#### Text ####
By James W. Jones
Last week’s guest blog by George Hoekstra of Hoekstra Trading highlighted the potentially serious economic penalties associated with meeting Tier III gasoline sulfur standards with certain FCC naphtha post-treating technologies or units that are not being operated at their optimum points; however, Mr. Hoekstra’s article was primarily focused on his experience with his specific client base, which may not reflect the U.S. refining industry as a whole. We, at Turner, Mason & Co. (TM&C), are constantly reminded that our own client base may not reflect the industry on average when it comes to operation, refinery configuration, capital investment, construction costs, project management styles, etc. Like Mr. Hoekstra, the clients that come to us for help tend to be those with greater needs (i.e., problems) and limited staffs with which to address all of the various challenges facing our industry. Thus, our clients have the potential to be “outliers” relative to the industry as a whole, as do Mr. Hoekstra’s. Further, there are a number of competing FCC naphtha post-treating technologies that range from single-stage systems to multi-stage systems and even nonhydroprocessing, adsorption approaches, all with varying degrees of selectivity when it comes to sulfur reduction and octane loss. In today’s blog, we hearken back to the early days of the Beatles and analyze some of the factors that might allow much of the industry to “Work It Out” and to avoid the “Worst Case Scenarios” that Mr. Hoekstra identified last week.
####
# Direction
Carry on the blog post about meeting Tier III gasoline sulfur standards, starting right after its final sentence. None of the entries that follow have any bearing on this.
#### Supplied information ####
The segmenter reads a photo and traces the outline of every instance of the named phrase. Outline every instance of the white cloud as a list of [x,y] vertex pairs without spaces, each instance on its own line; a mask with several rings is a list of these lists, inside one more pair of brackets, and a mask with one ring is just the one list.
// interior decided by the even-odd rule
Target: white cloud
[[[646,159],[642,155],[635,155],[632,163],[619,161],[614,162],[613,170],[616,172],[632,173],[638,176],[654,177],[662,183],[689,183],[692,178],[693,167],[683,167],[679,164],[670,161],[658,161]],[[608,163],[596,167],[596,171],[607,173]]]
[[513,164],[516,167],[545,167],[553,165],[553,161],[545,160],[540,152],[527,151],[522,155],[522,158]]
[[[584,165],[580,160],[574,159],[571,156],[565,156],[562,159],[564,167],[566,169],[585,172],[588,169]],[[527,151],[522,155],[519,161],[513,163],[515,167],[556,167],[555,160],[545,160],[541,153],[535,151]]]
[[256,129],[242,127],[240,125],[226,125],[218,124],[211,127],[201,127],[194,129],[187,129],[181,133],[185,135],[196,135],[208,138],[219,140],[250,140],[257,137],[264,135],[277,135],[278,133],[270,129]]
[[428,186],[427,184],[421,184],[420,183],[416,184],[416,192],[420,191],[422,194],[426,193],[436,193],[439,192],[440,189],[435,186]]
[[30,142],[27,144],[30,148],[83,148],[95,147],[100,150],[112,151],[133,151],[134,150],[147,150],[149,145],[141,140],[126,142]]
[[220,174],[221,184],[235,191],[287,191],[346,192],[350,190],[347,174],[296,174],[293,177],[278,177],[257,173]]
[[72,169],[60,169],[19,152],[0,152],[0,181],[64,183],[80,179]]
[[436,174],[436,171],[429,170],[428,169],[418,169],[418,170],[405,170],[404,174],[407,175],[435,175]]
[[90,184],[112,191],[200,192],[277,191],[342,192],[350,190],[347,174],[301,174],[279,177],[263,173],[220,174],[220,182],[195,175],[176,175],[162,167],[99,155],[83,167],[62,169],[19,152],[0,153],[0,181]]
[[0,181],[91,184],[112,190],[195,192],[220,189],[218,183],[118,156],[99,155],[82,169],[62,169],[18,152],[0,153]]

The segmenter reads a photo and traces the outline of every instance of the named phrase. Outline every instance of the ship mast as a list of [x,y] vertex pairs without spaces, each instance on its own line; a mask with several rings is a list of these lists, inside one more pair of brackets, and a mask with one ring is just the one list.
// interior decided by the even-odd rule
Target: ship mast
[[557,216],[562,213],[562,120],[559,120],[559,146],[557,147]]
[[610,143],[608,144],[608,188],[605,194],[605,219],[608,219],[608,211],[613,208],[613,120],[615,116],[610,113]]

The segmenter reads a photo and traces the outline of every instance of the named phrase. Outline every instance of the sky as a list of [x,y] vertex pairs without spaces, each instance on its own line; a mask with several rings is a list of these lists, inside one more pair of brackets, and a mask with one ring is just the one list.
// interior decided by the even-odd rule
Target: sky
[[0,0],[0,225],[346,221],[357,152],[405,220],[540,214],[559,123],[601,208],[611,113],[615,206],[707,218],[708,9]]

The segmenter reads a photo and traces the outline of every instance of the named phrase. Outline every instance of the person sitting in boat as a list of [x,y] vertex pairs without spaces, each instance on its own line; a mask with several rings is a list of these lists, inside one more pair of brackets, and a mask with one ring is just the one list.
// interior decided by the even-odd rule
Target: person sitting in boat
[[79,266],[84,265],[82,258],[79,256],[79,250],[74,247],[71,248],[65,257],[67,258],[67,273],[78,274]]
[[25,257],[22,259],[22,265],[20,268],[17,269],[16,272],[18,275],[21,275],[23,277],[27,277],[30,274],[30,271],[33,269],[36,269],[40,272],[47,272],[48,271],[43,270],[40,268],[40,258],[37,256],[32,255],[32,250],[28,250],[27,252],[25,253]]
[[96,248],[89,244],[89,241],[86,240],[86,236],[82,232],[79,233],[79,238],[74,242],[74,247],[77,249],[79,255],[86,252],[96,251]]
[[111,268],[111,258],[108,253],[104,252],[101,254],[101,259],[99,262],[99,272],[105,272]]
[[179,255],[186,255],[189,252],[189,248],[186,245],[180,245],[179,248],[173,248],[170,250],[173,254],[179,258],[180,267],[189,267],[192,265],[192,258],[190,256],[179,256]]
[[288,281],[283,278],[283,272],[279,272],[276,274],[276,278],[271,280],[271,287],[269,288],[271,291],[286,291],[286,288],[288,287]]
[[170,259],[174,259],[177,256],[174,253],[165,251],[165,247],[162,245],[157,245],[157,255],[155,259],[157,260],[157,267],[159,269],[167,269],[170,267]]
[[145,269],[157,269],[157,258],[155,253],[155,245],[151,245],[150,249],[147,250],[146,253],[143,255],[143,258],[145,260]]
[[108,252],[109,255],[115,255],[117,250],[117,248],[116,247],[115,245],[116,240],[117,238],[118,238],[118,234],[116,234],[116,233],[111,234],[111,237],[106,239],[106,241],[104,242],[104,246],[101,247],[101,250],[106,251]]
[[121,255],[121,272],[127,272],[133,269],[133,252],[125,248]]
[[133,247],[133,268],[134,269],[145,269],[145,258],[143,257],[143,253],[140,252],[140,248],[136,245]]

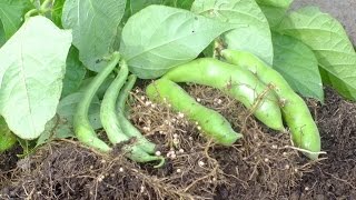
####
# Task output
“Try to See it My Way” – TM&C Client Experiences With Tier II/III Projects
With respect to FCC naphtha post-treating technology, our experiences have been somewhat different than those cited by Mr. Hoekstra. In our work with one client, they ended up choosing a less selective single-stage system for Tier II sulfur compliance with the understanding that they would later modify that unit to address future Tier III requirements. That modification would focus on a separate stage of desulfurization of the lightest, most olefinic portion of the FCC naphtha, which experiences the greatest octane loss in a single-stage system when operated for maximum sulfur removal (i.e., Tier III). We found that particular client had a clear understanding from its licensor of the potentially large octane loss from a Tier III operation, along with a conceptual plan for altering the unit. For another client, we conducted a technology review of the available post-treating technologies and their competing costs and benefits, including octane loss. That client installed a more-selective, multi-stage post-treater for their Tier II compliance. Two cases were evaluated at the time: 1) a primary Tier II case with their current FCC naphtha feed (700 ppm sulfur) and an alternative case that featured a FCC naphtha feed with 2,000 ppm sulfur since there was the potential for that refiner to occasionally process higher percentages of high sulfur crude oil. As it turned out, the high sulfur FCC naphtha scenario required the same operating severity/degree of desulfurization that the primary case feed would need in meeting future Tier III standards. During the start-up of this post-treater, in which TM&C participated, the unit operated for a few days at the Tier III severity and the octane loss experienced was very similar to that predicted by the licensor. As a result, this client also had a very good grasp on its projected performance well in advance of its future Tier III compliance date.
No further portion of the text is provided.